=== Objectives ===
A. How would you put this sentence from the Albumentations augmentation text into Spanish: "Set parameter p (probability of applying the transformation) to 1 to make sure you will visualize the augmentations."
B. Can you carry on the Albumentations augmentation text from the point where it stops?

=== Text provided ===
[start]
Set parameter p (probability of applying the transformation) to 1 to make sure you will visualize the augmentations.

[Albumentations Demo](https://albumentations-demo.herokuapp.com/)

[Albumentations docs](https://albumentations.ai/docs/getting_started/transforms_and_targets/)

[Albumentations transforms](https://albumentations.ai/docs/getting_started/transforms_and_targets/)

In [None]:
transform_train = A.Compose([
                  # A.Resize(CFG.IMG_HEIGHT - 20, CFG.IMG_WIDTH - 20, p=CFG.probability),
                  # A.HorizontalFlip(p=CFG.probability), # 0.2
                  # A.VerticalFlip(p=CFG.probability), # 0.5
                  # A.CenterCrop(23, 23, p=CFG.probability),
                  # A.RandomCrop(width=23, height=23, p=CFG.probability),                  
                  # A.MotionBlur(p=CFG.probability), # 0.2
                  # A.Normalize(p=CFG.probability)
[end]
=== Material provided ===
[start]
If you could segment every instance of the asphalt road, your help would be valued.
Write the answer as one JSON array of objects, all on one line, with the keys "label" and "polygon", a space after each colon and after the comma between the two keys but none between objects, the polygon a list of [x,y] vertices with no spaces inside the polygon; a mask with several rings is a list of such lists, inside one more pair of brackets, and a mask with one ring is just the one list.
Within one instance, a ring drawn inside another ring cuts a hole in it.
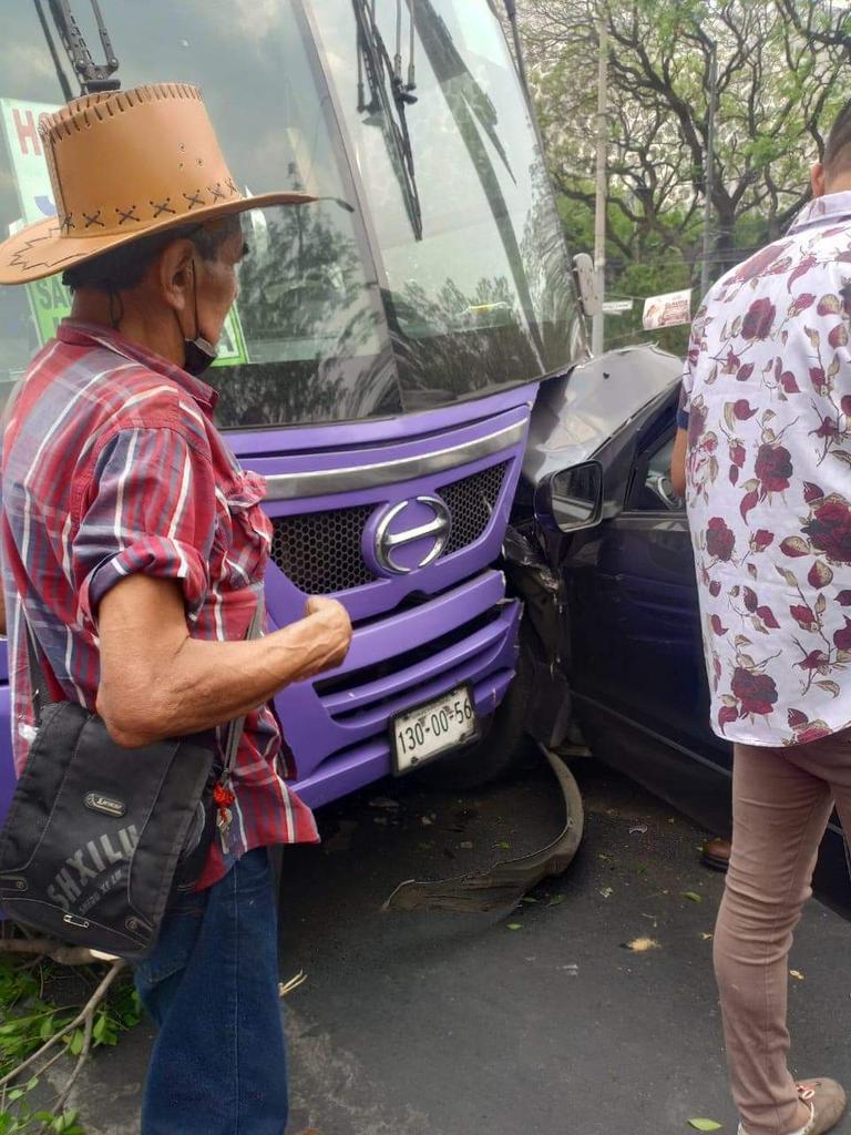
[{"label": "asphalt road", "polygon": [[[598,765],[578,774],[580,856],[506,917],[380,907],[405,878],[557,834],[546,766],[479,794],[386,782],[320,814],[322,848],[287,854],[281,976],[306,975],[286,1001],[290,1132],[659,1135],[698,1117],[735,1132],[708,938],[722,880],[699,865],[702,833]],[[799,930],[800,1075],[851,1083],[850,930],[815,901]],[[637,939],[655,945],[633,952]],[[93,1061],[78,1095],[92,1135],[138,1130],[150,1037]]]}]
[end]
=== In response ===
A. Establece el parámetro p (probabilidad de aplicar la transformación) en 1 para asegurarte de que visualizarás las aumentaciones.

B.
                  # A.Affine(p=CFG.probability),                  
                  # A.Equalize(p=CFG.probability),                  
                  # A.CLAHE(p=CFG.probability),                  
                  # ToTensorV2(),


                  A.Rotate(limit=40, p=CFG.probability), 
                  A.ShiftScaleRotate(rotate_limit=40, p=CFG.probability),
                  # A.IAASharpen(p=CFG.probability),
                  A.Downscale(scale_min=0.7, scale_max=0.7, p=CFG.probability)
])


transform_valid = A.Compose([
                  # A.Resize(CFG.IMG_HEIGHT, CFG.IMG_WIDTH, p=CFG.probability),
                  # ToTensorV2(),

])

In [None]:
# check if Dataset class is working
# check some augmentations
y_col = "label"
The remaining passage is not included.